Directions:
Using the text on the Northern Gannet below, answer each question on its own line.
(a) How long are the barbules?
(b) What is the bird's wingspan?
(c) What call does it give on the breeding grounds?

Text under study:
◆ ◆ ◆ ◆
Morus bassanus

Morus bassanus - Northern Gannet

Feather characters. Barbules are rather short (0.4-0.9 mm) and filamentous without any pigmented parts. Borders between cells are visible, but hardly swollen and thus too small to qualify as nodes. These nodal structures (25-32 per mm) have about the same size along the entire length of the barbules, only slightly decreasing towards the tip. Villi are absent and internodes are straight. Prongs are equally distributed along the entire length of barbules and occur on both sides of the pennulum, but they are usually folded to one side only. They are extremely long, longest in the middle and slightly decreasing towards both base and tip of the barbule. The longest prongs are often longer than their adjacent internode. The prongs are slender and frequently twisted.
Field characters. Length 87-100 cm; wingspan 165-180 cm. Weight: male 2932 g (2470-347), female 3067 g (2570-3610) (Dunning, 1993). A large goose-sized white seabird with long, narrow, black-tipped wings, long neck (as compared with gulls), pointed tail and long, pointed beak. In flight body has characteristic "cigar-shape". Young birds dark, speckled with white. Immatures at intermediate ages show various pied plumages. Flies with regular, rather rapid wing-beats, varied with occasional glides; when fishing birds dive headlong from the air into the sea, with wings stretched.
Voice. On the breeding grounds a loud, hoarse "urrah".
Distribution. Local; breeding colonies sometimes very large. Map: see MapIt.
Habitat. Breeds on stacks, isolated rocky islands, precipitous cliffs of mainland or large islands.
Food. Mainly fish (ranging from 2.5-3.5 cm in length), captured after impressive plunging from 10-40 m, or by dive from surface. Birds may wander 100 miles or more from colony during fishing trips.
◆ ◆ ◆ ◆
Extracted data:
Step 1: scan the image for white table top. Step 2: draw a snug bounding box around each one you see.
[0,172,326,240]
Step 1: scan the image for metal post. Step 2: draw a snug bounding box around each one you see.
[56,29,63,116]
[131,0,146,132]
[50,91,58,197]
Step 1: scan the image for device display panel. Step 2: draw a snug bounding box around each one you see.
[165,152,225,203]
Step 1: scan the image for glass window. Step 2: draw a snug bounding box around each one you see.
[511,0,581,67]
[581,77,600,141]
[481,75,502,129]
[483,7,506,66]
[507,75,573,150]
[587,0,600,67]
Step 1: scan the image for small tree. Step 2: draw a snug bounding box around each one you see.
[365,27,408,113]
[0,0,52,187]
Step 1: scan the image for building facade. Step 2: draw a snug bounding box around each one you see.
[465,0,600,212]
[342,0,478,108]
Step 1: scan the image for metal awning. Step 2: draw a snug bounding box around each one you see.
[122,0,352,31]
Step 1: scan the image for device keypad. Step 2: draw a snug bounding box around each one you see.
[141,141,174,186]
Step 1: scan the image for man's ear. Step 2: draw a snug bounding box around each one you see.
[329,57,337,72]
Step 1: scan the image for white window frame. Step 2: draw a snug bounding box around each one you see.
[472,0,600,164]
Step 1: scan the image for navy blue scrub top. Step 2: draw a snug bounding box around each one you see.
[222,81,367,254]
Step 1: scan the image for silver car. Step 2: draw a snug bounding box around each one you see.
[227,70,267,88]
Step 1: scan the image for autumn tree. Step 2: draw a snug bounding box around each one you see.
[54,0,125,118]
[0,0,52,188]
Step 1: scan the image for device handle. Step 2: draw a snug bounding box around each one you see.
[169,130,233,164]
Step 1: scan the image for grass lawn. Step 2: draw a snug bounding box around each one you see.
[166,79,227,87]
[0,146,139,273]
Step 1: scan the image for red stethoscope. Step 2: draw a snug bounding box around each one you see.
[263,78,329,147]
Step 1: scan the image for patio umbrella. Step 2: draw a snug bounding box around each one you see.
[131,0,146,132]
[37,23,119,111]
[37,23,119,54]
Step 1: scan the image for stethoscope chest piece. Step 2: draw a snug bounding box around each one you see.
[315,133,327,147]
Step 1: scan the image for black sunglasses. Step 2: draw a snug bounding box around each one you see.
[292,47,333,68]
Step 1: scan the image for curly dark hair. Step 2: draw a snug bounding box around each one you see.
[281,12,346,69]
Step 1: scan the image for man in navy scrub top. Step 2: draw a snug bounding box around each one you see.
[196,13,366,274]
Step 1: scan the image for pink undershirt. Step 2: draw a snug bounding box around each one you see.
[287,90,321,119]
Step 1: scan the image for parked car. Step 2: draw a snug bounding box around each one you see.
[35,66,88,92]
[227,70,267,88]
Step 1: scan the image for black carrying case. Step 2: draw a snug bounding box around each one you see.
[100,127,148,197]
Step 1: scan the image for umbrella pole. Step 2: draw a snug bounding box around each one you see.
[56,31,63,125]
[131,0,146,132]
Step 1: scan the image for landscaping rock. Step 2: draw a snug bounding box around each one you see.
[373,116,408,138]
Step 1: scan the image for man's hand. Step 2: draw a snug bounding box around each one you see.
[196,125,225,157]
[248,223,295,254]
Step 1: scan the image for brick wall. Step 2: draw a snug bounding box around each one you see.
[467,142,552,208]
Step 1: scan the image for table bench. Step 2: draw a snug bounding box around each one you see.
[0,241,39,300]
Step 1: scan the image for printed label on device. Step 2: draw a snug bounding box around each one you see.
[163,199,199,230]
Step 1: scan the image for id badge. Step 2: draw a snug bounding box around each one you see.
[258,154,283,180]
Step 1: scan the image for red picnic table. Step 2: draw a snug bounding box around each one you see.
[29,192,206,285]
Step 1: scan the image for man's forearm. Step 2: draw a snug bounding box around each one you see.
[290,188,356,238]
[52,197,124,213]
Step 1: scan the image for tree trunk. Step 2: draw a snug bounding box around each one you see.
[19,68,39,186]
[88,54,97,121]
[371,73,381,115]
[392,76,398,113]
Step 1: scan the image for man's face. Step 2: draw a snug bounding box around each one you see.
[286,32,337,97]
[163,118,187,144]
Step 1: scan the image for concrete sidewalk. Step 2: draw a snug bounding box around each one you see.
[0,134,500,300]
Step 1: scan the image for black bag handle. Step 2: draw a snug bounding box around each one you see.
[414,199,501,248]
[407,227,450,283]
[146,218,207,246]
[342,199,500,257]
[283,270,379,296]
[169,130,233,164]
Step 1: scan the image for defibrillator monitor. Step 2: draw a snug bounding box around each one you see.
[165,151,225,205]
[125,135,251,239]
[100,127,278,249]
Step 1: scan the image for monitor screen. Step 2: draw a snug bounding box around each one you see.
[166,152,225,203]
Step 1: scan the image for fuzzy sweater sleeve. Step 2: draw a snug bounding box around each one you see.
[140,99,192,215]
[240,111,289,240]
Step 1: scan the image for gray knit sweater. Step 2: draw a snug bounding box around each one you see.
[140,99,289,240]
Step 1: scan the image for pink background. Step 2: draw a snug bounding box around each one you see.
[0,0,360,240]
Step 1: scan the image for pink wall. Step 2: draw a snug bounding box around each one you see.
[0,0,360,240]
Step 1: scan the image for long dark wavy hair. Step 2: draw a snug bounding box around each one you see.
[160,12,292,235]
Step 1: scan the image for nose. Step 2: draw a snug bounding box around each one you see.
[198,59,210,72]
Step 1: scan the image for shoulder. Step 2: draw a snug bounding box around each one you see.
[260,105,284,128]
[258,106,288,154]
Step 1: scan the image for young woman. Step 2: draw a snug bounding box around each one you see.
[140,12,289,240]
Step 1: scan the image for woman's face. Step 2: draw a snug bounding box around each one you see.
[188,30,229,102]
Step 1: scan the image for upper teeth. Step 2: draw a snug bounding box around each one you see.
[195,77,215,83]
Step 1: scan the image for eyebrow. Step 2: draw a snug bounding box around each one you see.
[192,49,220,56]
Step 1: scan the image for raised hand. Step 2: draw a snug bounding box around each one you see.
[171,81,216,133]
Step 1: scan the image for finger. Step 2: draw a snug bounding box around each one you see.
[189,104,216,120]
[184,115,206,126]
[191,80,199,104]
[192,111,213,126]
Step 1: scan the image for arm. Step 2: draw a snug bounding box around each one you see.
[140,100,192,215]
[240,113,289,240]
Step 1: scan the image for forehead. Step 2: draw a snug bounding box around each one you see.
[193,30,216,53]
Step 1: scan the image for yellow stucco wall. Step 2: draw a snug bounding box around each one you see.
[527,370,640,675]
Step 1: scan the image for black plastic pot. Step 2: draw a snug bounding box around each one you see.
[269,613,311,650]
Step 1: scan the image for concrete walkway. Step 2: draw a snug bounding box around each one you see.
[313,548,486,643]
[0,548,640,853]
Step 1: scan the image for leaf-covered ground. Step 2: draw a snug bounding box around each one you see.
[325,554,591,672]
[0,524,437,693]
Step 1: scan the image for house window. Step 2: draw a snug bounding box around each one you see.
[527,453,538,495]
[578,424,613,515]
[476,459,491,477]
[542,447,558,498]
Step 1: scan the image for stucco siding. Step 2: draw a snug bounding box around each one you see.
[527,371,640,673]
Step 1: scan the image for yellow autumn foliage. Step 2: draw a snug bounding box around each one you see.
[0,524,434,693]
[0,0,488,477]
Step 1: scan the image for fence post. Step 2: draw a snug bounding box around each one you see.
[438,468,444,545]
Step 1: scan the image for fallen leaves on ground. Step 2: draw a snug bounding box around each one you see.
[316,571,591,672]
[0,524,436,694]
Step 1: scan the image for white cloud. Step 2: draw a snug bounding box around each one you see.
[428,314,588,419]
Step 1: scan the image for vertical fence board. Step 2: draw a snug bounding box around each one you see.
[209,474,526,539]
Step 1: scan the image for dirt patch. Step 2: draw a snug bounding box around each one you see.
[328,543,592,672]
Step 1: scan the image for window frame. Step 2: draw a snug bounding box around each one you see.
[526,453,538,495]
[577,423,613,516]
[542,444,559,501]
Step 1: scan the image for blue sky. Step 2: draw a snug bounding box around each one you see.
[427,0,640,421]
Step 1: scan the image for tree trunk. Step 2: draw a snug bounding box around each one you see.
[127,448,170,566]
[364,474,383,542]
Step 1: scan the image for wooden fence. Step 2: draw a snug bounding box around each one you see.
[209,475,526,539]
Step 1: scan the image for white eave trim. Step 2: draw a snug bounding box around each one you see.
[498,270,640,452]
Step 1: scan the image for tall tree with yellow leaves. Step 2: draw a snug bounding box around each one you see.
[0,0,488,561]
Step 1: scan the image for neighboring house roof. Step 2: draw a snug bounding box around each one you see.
◆ ◆ ◆ ◆
Task result:
(a) 0.4-0.9 mm
(b) 165-180 cm
(c) A loud, hoarse "urrah"